▸ Exercise description:
Put every line of the entries below into a numbered list, omitting blank lines. Leave the pictures out of the list.

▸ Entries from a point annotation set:

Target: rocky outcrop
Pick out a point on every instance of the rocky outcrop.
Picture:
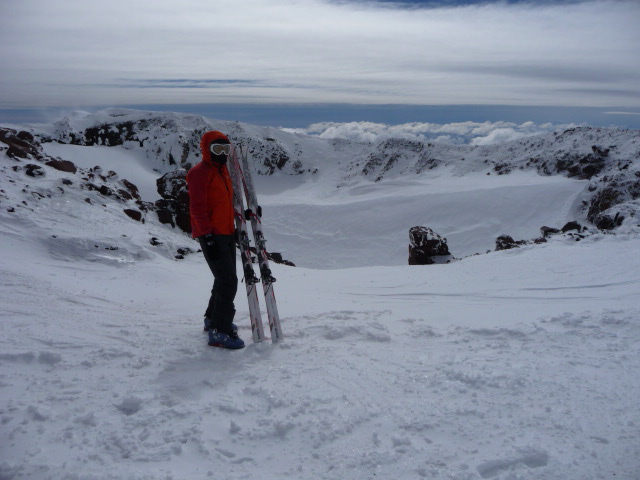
(426, 247)
(173, 207)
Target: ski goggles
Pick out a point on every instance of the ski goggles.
(220, 148)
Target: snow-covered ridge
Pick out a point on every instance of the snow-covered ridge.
(608, 158)
(469, 194)
(516, 364)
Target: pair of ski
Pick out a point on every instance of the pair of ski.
(243, 183)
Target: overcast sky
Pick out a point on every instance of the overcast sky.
(116, 52)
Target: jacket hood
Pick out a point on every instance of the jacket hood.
(207, 139)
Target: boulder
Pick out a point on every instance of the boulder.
(173, 207)
(426, 247)
(506, 242)
(134, 214)
(62, 165)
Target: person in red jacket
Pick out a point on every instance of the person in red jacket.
(212, 224)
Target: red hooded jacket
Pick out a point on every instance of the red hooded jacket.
(210, 193)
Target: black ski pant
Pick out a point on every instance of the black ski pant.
(221, 258)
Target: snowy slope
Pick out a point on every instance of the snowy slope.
(516, 364)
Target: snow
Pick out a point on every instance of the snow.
(509, 365)
(117, 159)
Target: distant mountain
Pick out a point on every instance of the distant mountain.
(168, 144)
(608, 158)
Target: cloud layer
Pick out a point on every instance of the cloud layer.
(472, 133)
(84, 52)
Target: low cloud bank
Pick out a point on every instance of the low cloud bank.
(465, 133)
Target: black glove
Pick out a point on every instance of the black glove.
(209, 240)
(209, 244)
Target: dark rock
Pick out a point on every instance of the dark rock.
(131, 188)
(425, 246)
(62, 165)
(135, 214)
(604, 222)
(21, 145)
(505, 242)
(548, 231)
(173, 207)
(572, 226)
(26, 136)
(34, 170)
(277, 258)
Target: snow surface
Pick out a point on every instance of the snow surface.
(512, 365)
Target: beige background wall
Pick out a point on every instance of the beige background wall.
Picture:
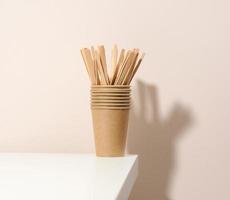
(180, 121)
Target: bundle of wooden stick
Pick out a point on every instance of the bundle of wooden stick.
(124, 66)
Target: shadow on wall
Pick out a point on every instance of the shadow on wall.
(154, 141)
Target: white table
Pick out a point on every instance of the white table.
(66, 177)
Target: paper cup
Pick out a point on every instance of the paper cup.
(110, 107)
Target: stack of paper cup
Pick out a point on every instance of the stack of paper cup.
(110, 106)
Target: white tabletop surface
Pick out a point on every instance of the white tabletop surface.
(66, 177)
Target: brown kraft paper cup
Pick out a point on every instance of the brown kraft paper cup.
(110, 129)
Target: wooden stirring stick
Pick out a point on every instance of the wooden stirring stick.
(100, 69)
(95, 66)
(84, 58)
(130, 68)
(136, 68)
(127, 57)
(120, 61)
(102, 57)
(114, 61)
(90, 63)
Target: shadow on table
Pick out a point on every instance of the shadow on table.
(154, 140)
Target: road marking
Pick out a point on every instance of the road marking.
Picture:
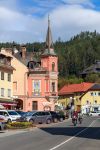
(72, 137)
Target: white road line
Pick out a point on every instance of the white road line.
(72, 137)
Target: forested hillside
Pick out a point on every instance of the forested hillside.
(74, 55)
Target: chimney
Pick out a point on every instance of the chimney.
(23, 50)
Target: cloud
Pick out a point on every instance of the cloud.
(66, 21)
(81, 2)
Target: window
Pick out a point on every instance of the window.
(9, 77)
(9, 92)
(2, 75)
(36, 87)
(2, 92)
(53, 86)
(34, 105)
(53, 66)
(87, 102)
(95, 101)
(91, 93)
(15, 86)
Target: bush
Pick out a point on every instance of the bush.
(19, 125)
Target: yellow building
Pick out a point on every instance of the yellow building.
(6, 81)
(90, 100)
(73, 96)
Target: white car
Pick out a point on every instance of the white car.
(3, 122)
(94, 113)
(11, 115)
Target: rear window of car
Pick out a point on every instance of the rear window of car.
(47, 113)
(3, 113)
(12, 113)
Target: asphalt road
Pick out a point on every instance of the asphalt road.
(60, 136)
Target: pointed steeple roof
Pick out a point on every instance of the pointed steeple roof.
(49, 43)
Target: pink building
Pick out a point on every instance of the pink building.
(35, 83)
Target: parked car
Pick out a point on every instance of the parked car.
(3, 122)
(94, 113)
(21, 113)
(37, 117)
(57, 116)
(11, 115)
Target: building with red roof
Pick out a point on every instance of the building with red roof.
(79, 96)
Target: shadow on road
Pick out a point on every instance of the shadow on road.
(90, 133)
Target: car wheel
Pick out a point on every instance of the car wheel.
(55, 120)
(61, 119)
(31, 121)
(9, 121)
(48, 121)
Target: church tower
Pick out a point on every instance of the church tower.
(49, 61)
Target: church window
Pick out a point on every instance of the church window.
(53, 66)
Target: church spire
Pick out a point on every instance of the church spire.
(49, 42)
(49, 51)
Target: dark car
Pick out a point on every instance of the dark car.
(37, 117)
(20, 112)
(57, 116)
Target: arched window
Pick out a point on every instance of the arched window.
(53, 66)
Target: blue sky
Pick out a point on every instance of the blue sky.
(26, 20)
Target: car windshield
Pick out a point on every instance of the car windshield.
(29, 113)
(12, 113)
(21, 113)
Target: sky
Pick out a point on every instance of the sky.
(25, 21)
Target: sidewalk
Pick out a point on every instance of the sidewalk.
(5, 133)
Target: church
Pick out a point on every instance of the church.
(35, 83)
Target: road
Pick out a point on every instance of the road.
(59, 136)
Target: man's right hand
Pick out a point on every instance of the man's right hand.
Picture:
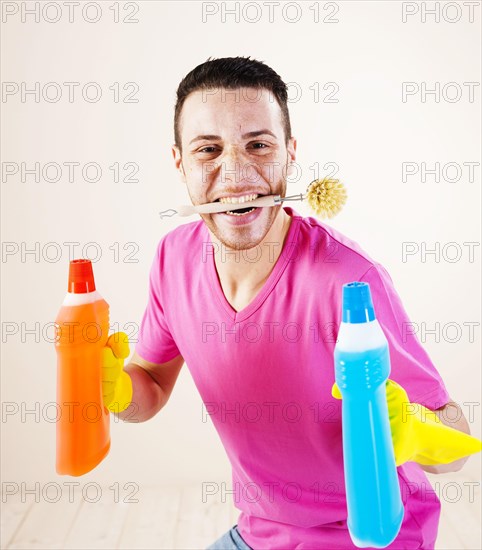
(116, 383)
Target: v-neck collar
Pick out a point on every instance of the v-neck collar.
(276, 272)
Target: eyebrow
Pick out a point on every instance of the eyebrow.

▸ Output for this task:
1. Target: rocky outcrop
2. Pick out a point on every instance of the rocky outcrop.
3. Picture:
4. (426, 247)
5. (173, 207)
6. Target: ski goggles
7. Pick out a point on every instance of the ski goggles.
8. (220, 148)
9. Target: snow-covered ridge
10. Pick out a point on every instance of the snow-covered ridge.
11. (608, 158)
12. (469, 194)
13. (516, 364)
14. Target: pair of ski
15. Pick out a point on every instance of the pair of ski.
16. (243, 183)
17. Target: overcast sky
18. Pick out a point on every instance of the overcast sky.
19. (116, 52)
20. Target: jacket hood
21. Pick out a point on every instance of the jacket hood.
22. (207, 139)
23. Target: boulder
24. Pick out a point on every instance of the boulder.
25. (173, 207)
26. (426, 247)
27. (506, 242)
28. (134, 214)
29. (62, 165)
30. Target: person in red jacket
31. Pick out a point on every instance of the person in red jacket.
32. (212, 224)
33. Target: red hooded jacket
34. Pick out a point on every instance of the red hooded jacket.
35. (210, 193)
36. Target: black ski pant
37. Pick out a point on every instance of the black ski pant.
38. (221, 258)
39. Target: snowy slope
40. Pick out a point on every instance of the snowy slope.
41. (516, 364)
42. Target: snow
43. Pick out a point on every instance of the snow.
44. (509, 365)
45. (117, 159)
46. Target: distant mountain
47. Pick out a point on every instance of the distant mountain.
48. (168, 144)
49. (608, 158)
50. Target: cloud layer
51. Pick out a point on every instance of the cloud layer.
52. (472, 133)
53. (84, 52)
54. Target: low cloud bank
55. Pick out a point on every instance of the low cloud bank.
56. (465, 133)
57. Target: black glove
58. Pick out a point on every instance of the black glove.
59. (209, 240)
60. (209, 244)
61. Target: dark rock
62. Pick out a point on every instance of the dark rock.
63. (131, 188)
64. (425, 246)
65. (62, 165)
66. (135, 214)
67. (604, 222)
68. (21, 145)
69. (505, 242)
70. (548, 231)
71. (173, 207)
72. (572, 226)
73. (26, 136)
74. (34, 170)
75. (277, 258)
76. Target: snow surface
77. Pick out a point on every instance of the snow surface.
78. (512, 365)
79. Target: beige background wall
80. Pick out a point on every instance of the beige background wall.
81. Picture:
82. (180, 121)
83. Target: bundle of wooden stick
84. Pick out a point on every instance of the bundle of wooden stick.
85. (124, 66)
86. Target: shadow on wall
87. Pick out a point on every instance of the shadow on wall.
88. (154, 141)
89. Target: white table
90. Pick out a point on every instance of the white table.
91. (66, 177)
92. Target: paper cup
93. Pick out a point on every instance of the paper cup.
94. (110, 107)
95. Target: stack of paper cup
96. Pick out a point on every instance of the stack of paper cup.
97. (110, 106)
98. Target: white tabletop surface
99. Pick out a point on every instance of the white tabletop surface.
100. (66, 177)
101. Target: brown kraft paper cup
102. Pick out a point on every instance of the brown kraft paper cup.
103. (110, 129)
104. Target: wooden stirring stick
105. Pick out a point on every instance of the wooden stirring stick.
106. (100, 69)
107. (95, 66)
108. (84, 58)
109. (130, 68)
110. (136, 68)
111. (127, 57)
112. (120, 61)
113. (102, 57)
114. (114, 61)
115. (90, 63)
116. Target: shadow on table
117. Pick out a point on every instance of the shadow on table.
118. (154, 140)
119. Target: road marking
120. Pick out a point on every instance of the road marking.
121. Picture:
122. (72, 137)
123. Target: white road line
124. Pick out a point on every instance of the white road line.
125. (72, 137)
126. Target: forested hillside
127. Pick out a point on every instance of the forested hillside.
128. (74, 55)
129. Target: chimney
130. Pick out a point on every instance of the chimney.
131. (23, 50)
132. Target: cloud
133. Pick out a point on every instance of the cloud.
134. (66, 21)
135. (81, 2)
136. Target: window
137. Pick out a point on every instance of the window.
138. (9, 77)
139. (9, 92)
140. (2, 75)
141. (36, 87)
142. (2, 92)
143. (53, 86)
144. (34, 105)
145. (53, 66)
146. (87, 102)
147. (95, 101)
148. (91, 93)
149. (15, 86)
150. Target: bush
151. Pick out a point on every instance of the bush.
152. (19, 125)
153. Target: yellow building
154. Pick out a point on every instance of the yellow building.
155. (6, 81)
156. (90, 100)
157. (73, 96)
158. Target: white car
159. Pick out a point on every instance of the white car.
160. (3, 122)
161. (94, 113)
162. (11, 115)
163. Target: rear window of car
164. Pick out a point on every instance of the rear window of car.
165. (47, 113)
166. (3, 113)
167. (12, 113)
168. Target: asphalt road
169. Pick out a point on every instance of the asphalt road.
170. (60, 136)
171. Target: pointed steeple roof
172. Pick out a point on every instance of the pointed steeple roof.
173. (49, 43)
174. Target: pink building
175. Pick out a point on every instance of the pink building.
176. (35, 83)
177. Target: parked car
178. Pick out a point on every instance of the parked car.
179. (3, 122)
180. (94, 113)
181. (21, 113)
182. (37, 117)
183. (57, 116)
184. (11, 115)
185. Target: building with red roof
186. Pick out a point on every instance of the building with red roof.
187. (79, 96)
188. Target: shadow on road
189. Pick out a point on every instance of the shadow on road.
190. (90, 133)
191. Target: car wheel
192. Pick out a point on every instance of the car wheel.
193. (55, 120)
194. (61, 119)
195. (31, 121)
196. (9, 121)
197. (48, 121)
198. Target: church tower
199. Pick out a point on every instance of the church tower.
200. (49, 61)
201. Target: church window
202. Pick out a point on every instance of the church window.
203. (53, 66)
204. Target: church spire
205. Pick out a point on every instance of the church spire.
206. (49, 42)
207. (49, 51)
208. Target: dark car
209. Pick out a point on every instance of the dark car.
210. (37, 117)
211. (20, 112)
212. (57, 116)
213. Target: arched window
214. Pick out a point on every instance of the arched window.
215. (53, 66)
216. Target: blue sky
217. Pick out a point on every instance of the blue sky.
218. (26, 20)
219. Target: car windshield
220. Pick out a point on every instance of the car windshield.
221. (29, 113)
222. (12, 113)
223. (21, 113)
224. Target: sky
225. Pick out a point on every instance of the sky.
226. (25, 21)
227. Target: sidewalk
228. Pick out a point on every instance of the sidewalk.
229. (5, 133)
230. Target: church
231. Pick out a point on every instance of the church.
232. (35, 83)
233. Target: road
234. Pick out a point on every instance of the road.
235. (59, 136)
236. Target: man's right hand
237. Pick out a point on every instance of the man's right hand.
238. Picture:
239. (116, 383)
240. Target: v-neck collar
241. Pick out a point on every instance of the v-neck collar.
242. (276, 272)
243. Target: eyebrow
244. Pick out a point on every instance of the eyebrow.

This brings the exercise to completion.